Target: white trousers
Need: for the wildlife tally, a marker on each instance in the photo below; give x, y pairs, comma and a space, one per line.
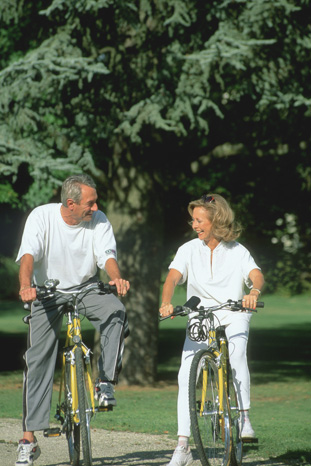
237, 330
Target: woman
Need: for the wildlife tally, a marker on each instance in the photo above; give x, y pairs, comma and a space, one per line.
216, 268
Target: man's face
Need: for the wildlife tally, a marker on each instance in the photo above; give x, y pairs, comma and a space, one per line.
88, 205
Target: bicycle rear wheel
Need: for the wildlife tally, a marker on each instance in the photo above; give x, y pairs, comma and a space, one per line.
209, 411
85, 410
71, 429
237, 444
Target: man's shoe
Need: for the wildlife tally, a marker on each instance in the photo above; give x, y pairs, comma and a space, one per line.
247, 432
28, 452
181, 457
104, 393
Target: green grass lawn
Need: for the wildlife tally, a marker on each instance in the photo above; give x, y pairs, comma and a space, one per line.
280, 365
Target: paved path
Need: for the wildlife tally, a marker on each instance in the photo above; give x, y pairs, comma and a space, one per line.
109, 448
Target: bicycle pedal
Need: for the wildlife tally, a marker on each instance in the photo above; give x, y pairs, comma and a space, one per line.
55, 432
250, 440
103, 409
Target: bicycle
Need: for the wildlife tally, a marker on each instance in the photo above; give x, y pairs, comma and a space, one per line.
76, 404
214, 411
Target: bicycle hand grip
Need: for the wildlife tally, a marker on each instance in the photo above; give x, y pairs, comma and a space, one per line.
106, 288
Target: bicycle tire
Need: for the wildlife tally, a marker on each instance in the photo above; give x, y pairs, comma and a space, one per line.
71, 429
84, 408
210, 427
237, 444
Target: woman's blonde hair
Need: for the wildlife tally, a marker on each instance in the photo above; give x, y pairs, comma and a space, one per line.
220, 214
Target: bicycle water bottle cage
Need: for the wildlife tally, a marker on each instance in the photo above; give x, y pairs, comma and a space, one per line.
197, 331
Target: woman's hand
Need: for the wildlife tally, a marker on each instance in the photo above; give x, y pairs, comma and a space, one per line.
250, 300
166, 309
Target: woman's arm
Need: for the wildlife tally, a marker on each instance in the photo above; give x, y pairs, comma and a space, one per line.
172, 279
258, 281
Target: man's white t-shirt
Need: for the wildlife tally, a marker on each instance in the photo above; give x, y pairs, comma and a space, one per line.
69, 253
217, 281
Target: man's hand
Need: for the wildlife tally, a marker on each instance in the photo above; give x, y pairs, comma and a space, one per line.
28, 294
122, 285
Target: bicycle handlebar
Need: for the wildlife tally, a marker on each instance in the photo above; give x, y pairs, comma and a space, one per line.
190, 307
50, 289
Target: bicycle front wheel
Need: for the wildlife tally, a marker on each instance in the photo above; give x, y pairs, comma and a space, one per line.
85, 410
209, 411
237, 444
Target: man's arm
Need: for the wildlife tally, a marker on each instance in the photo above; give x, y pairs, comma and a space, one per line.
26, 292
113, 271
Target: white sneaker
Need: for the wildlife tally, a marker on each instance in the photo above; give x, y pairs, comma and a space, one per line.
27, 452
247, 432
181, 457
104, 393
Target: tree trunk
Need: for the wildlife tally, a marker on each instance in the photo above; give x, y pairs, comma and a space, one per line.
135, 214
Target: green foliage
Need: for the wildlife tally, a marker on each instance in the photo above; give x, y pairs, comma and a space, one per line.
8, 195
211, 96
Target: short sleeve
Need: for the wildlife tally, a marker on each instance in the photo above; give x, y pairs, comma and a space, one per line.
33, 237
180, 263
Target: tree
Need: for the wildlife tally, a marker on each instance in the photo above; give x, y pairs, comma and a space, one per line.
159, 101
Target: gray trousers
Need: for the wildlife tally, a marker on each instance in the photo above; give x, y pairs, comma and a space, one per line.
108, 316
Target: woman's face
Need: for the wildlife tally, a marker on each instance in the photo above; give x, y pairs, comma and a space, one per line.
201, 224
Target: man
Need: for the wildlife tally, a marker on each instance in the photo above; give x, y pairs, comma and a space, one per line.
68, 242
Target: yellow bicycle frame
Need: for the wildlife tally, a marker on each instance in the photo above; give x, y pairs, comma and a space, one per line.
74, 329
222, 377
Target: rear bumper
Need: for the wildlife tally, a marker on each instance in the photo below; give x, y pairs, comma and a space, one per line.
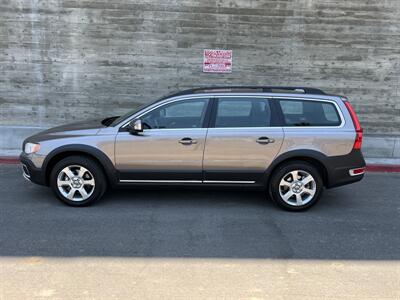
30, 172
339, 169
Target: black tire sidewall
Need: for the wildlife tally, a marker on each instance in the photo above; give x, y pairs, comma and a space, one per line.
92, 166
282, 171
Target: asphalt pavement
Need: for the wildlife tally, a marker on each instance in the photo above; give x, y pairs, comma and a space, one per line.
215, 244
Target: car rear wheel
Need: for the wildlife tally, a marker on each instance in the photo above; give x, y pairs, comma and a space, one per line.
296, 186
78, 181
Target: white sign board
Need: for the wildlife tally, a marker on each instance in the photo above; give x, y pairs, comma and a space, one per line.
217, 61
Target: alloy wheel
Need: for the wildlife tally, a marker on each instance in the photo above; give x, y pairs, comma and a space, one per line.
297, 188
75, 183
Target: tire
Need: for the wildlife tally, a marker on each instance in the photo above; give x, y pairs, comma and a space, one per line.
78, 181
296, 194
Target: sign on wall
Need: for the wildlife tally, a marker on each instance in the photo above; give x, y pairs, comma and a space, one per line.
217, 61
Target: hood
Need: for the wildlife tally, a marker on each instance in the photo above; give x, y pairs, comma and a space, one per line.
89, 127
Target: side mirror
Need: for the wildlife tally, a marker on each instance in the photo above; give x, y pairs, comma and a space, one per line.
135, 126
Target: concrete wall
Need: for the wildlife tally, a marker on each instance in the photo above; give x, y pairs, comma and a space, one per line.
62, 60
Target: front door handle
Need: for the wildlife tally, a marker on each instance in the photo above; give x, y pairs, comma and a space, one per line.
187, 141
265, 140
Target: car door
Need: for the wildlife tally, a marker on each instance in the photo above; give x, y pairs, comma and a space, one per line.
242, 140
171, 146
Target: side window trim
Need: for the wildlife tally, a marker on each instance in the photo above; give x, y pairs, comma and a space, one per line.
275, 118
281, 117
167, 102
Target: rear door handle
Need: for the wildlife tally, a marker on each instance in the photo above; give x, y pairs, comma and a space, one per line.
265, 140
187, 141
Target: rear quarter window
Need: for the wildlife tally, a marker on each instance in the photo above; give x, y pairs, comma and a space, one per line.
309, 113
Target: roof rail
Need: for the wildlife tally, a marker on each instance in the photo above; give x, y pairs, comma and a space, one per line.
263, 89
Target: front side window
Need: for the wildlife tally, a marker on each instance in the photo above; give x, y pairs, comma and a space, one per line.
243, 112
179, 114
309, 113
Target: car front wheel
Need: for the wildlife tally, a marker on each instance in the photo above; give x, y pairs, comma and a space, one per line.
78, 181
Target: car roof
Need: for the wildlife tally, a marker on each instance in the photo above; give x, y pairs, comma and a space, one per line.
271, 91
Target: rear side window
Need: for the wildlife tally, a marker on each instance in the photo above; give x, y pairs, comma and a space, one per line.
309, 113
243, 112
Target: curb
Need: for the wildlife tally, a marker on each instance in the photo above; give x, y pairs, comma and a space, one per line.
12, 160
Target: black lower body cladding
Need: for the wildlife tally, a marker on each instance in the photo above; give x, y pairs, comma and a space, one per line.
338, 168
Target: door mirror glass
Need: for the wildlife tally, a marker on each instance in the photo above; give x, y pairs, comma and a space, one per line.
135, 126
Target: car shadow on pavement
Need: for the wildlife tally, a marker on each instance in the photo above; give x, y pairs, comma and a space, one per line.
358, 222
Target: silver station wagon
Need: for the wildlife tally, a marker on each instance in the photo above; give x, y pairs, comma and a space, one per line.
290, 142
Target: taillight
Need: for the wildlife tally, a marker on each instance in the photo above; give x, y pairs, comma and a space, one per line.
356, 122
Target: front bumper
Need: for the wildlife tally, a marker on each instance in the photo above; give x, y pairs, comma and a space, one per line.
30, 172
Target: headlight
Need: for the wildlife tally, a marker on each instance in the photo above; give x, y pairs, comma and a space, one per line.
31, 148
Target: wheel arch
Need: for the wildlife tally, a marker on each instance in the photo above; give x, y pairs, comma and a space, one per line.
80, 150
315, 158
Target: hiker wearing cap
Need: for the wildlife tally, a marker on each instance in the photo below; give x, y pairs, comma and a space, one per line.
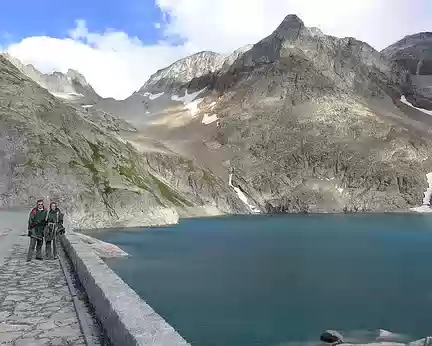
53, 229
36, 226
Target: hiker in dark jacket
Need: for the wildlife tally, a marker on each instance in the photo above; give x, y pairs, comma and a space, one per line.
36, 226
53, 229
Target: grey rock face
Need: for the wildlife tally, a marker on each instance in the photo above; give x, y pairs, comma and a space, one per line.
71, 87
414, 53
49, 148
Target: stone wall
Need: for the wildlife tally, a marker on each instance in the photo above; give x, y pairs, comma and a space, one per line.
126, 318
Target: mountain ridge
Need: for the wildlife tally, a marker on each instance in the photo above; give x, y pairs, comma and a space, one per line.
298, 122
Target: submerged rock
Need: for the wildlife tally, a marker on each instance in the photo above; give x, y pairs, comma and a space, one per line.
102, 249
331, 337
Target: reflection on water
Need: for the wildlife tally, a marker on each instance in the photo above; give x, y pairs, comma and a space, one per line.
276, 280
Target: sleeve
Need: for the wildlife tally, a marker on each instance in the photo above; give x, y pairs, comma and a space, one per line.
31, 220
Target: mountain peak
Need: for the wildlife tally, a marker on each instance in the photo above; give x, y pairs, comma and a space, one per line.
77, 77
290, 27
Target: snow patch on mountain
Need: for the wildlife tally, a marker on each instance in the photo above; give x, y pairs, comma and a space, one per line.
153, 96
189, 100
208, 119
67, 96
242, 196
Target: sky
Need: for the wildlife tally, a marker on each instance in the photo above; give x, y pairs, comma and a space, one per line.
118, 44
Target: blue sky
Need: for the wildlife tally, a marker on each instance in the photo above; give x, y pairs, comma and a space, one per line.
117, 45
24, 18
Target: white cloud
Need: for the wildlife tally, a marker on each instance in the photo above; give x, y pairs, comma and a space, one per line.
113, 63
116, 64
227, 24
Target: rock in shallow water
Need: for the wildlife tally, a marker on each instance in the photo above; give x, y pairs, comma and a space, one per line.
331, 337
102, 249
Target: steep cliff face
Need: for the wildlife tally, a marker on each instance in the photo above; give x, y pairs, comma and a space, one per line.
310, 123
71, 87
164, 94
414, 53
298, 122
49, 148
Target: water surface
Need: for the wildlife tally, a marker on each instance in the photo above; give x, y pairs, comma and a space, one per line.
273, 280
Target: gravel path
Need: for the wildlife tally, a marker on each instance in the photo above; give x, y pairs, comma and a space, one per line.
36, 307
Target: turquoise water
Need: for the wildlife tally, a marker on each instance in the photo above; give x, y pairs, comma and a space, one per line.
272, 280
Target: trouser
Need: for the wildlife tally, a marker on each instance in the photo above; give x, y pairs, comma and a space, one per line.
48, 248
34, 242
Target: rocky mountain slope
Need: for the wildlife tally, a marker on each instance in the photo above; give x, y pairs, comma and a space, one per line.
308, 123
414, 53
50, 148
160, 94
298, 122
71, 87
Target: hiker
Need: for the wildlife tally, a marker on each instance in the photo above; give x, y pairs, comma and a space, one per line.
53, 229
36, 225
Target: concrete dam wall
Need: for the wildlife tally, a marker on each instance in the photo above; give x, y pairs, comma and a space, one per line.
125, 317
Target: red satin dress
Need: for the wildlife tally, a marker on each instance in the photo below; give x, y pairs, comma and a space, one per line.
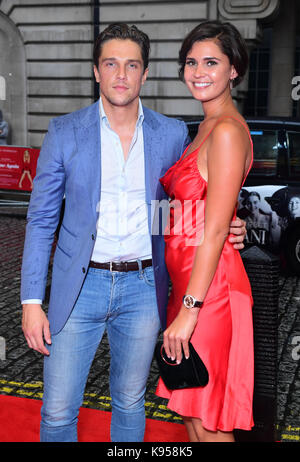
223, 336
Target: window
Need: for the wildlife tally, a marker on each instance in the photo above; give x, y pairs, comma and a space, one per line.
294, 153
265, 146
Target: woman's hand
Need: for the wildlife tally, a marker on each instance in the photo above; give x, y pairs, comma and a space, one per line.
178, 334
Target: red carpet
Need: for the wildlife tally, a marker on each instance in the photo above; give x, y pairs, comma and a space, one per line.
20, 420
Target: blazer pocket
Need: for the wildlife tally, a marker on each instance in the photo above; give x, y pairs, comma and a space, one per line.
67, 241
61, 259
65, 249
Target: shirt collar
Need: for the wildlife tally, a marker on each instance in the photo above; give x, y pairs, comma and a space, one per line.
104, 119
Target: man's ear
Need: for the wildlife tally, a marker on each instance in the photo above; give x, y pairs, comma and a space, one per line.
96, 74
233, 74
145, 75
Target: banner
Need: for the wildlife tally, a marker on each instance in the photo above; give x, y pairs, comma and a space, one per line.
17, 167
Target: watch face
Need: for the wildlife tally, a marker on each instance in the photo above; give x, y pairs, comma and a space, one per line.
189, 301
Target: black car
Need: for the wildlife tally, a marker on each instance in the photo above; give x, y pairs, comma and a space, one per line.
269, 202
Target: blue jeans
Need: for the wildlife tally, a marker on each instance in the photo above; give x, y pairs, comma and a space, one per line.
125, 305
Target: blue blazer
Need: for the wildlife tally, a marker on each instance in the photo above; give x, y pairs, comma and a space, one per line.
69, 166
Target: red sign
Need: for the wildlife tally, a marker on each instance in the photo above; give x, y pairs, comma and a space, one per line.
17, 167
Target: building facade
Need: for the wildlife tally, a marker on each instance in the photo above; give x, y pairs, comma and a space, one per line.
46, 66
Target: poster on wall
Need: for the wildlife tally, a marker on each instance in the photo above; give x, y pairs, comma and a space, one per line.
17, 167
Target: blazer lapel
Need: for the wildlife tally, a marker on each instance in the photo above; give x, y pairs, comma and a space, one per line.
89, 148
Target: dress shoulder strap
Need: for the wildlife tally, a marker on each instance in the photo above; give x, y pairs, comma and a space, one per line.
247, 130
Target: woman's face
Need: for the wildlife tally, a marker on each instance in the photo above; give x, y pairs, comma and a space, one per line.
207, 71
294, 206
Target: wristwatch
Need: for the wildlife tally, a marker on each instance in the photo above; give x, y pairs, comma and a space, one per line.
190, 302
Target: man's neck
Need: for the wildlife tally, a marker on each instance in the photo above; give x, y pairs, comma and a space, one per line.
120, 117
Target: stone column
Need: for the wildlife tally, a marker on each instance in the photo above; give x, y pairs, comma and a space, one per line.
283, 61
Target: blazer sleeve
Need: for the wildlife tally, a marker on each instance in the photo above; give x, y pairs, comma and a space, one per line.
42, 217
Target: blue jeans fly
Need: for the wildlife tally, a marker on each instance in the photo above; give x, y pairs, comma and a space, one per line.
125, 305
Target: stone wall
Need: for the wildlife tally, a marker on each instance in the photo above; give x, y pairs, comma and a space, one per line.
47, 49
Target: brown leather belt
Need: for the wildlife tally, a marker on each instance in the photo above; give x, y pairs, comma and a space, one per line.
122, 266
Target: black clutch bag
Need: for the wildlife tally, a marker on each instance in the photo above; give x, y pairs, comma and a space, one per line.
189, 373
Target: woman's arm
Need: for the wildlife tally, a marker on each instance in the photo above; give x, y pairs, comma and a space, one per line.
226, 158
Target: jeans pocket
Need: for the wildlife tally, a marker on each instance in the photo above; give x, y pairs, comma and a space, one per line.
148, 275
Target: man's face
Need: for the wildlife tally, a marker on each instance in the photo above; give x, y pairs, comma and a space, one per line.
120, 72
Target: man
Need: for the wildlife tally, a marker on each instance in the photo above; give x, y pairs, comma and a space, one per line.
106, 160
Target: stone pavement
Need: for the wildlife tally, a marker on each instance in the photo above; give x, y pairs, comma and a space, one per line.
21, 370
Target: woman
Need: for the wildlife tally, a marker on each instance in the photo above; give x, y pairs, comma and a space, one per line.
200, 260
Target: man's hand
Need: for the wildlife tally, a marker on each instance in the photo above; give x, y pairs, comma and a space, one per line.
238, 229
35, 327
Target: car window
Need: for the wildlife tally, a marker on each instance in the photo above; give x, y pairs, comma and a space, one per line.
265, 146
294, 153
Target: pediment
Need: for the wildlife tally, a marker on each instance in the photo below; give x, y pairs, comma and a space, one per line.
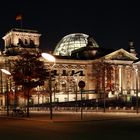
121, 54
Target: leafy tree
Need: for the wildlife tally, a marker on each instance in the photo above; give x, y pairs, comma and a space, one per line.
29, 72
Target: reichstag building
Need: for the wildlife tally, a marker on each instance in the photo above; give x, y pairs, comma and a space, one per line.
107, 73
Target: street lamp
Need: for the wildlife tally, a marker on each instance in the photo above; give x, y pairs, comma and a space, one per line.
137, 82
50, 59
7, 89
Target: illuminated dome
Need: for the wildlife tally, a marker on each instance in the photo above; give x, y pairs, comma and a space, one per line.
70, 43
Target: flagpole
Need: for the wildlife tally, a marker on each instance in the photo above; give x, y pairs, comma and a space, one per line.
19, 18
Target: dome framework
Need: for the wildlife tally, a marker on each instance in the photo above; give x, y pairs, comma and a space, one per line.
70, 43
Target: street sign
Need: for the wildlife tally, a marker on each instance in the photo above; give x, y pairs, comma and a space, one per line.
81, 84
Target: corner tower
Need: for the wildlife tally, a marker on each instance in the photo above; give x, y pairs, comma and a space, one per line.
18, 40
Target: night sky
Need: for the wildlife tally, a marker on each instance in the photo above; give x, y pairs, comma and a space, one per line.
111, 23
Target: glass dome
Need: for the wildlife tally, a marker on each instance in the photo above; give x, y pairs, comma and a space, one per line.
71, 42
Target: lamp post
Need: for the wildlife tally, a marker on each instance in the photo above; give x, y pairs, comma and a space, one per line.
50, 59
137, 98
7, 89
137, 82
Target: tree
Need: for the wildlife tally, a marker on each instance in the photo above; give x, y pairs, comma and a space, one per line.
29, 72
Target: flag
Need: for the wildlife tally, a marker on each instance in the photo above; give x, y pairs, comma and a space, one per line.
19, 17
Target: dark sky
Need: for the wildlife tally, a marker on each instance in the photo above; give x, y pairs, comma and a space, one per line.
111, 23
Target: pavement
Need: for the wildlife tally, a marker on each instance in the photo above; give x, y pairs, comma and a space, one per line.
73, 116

→ **SHORT TASK**
Reproduce the records above exactly, starting with the line that contains "Target: dome framework" and ending with the last line.

→ **WRITTEN RESPONSE**
Target: dome framework
Need: for the wildlife tally, a marker on each instance in the photo above; give x, y pairs, comma and a space, one per line.
70, 43
Target: street sign
Need: for the wildlife tally, a marker on each instance in the photo above; give x, y pairs, comma and a space, one per line.
81, 84
Target: corner tower
Need: for the wildlife tally, a marker on each instance in the photo above; give x, y pairs, comma and a space, one per line.
18, 40
Target: night sky
Need: for the wildlife tally, a marker on each instance in the photo above; give x, y pairs, comma and a space, one per line.
111, 23
Target: glass dome
Need: for the wildlife tally, a marker on each instance in the photo above; give x, y pairs, comma and a space, one per line.
71, 42
Target: lamp post
Need: for the wildlife tally, a marker on each instance in the photo above; give x, y pairs, comma and a space, one per line.
50, 59
137, 98
7, 89
137, 82
Target: tree
Need: for the wildlife tally, a marker on each instance in the photo above; give x, y pairs, comma and a space, one per line.
29, 72
Target: flag
Need: for the wildlife tally, a marker on each instance in the photo above; give x, y pairs, comma and a space, one per line.
19, 17
Target: dark sky
Need: for the wildlife tally, a marker on each instance in the photo above; give x, y pairs, comma and a space, one per line.
111, 23
Target: pavement
Need: for the wildlife tally, a marker on each instance in the photo above; give x, y pairs, comma and a space, one per line.
73, 116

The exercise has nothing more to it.